WHAT THIS TASK INVOLVES: Copy out the whole listing below exactly.
===============
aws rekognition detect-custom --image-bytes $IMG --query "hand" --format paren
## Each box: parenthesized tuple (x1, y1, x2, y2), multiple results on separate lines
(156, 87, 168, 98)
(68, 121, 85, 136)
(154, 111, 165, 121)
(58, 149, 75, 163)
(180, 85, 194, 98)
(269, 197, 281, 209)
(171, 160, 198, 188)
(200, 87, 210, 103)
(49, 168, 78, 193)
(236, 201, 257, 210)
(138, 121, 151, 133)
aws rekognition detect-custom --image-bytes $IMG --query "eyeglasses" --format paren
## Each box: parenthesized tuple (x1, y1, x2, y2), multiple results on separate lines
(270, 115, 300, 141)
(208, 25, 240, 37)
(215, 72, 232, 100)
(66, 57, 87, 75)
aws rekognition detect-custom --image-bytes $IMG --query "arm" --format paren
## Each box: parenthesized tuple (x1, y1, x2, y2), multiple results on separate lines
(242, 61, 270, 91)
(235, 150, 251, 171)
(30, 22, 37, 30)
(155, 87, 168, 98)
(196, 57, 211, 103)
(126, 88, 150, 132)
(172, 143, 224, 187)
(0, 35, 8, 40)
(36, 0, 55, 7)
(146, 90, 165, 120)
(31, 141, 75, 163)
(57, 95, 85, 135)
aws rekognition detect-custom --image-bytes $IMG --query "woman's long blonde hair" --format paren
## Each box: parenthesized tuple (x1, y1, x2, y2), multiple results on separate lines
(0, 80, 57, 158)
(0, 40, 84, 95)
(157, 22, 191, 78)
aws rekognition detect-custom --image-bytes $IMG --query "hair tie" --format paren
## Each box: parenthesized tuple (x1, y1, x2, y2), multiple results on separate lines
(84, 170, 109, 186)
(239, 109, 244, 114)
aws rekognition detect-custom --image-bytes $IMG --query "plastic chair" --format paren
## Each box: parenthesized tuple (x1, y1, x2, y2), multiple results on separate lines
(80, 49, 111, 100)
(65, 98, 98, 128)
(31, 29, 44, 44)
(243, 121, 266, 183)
===============
RESPONSE TO THE TASK:
aws rekognition detect-custom --image-bytes $IMG --query "hand" --format paren
## Each box: parenthesized tuple (x1, y1, x2, y2), multiple results on separate lines
(156, 87, 168, 98)
(68, 121, 85, 136)
(154, 111, 165, 121)
(58, 149, 75, 163)
(180, 85, 194, 98)
(269, 197, 281, 209)
(171, 160, 198, 188)
(200, 87, 210, 103)
(49, 168, 78, 193)
(236, 201, 257, 210)
(138, 121, 151, 133)
aws rekognition detect-custom --image-bytes $IMG --query "eyeglasses" --format paren
## Each box: parenthesized tuple (x1, y1, x2, y2), multiple results on separate lines
(270, 115, 300, 141)
(208, 25, 240, 37)
(215, 72, 232, 100)
(66, 57, 87, 75)
aws rekognition detect-custom --image-bytes $IMG --query "arm" --format paren
## Each box: parenthesized tuple (x1, y1, x2, y2), multiple results on separate lines
(242, 61, 270, 91)
(235, 150, 251, 171)
(30, 22, 37, 30)
(155, 87, 168, 98)
(196, 57, 211, 103)
(126, 88, 150, 132)
(172, 143, 224, 187)
(0, 35, 8, 40)
(36, 0, 55, 7)
(146, 90, 165, 120)
(31, 141, 75, 163)
(57, 95, 85, 135)
aws rekognition detect-custom --image-bytes $IMG --query "woman's long blonde hair" --format paren
## Each box: parenthesized tuple (x1, y1, x2, y2), multiple results on separate lines
(0, 80, 57, 158)
(0, 40, 84, 95)
(157, 22, 191, 78)
aws rekognition detect-custom --image-bytes $IMG --query "hair tie" --format paren
## Each box: parenthesized tuple (x1, y1, x2, y2), multiple results on separate lines
(84, 170, 109, 186)
(239, 109, 244, 114)
aws rekognition detect-custom --image-bytes $IMG --query "plastic chair" --format paren
## Each box: parenthesized tuple (x1, y1, x2, y2), multiple results on separate lines
(80, 49, 111, 100)
(65, 98, 98, 128)
(31, 29, 44, 44)
(243, 121, 266, 183)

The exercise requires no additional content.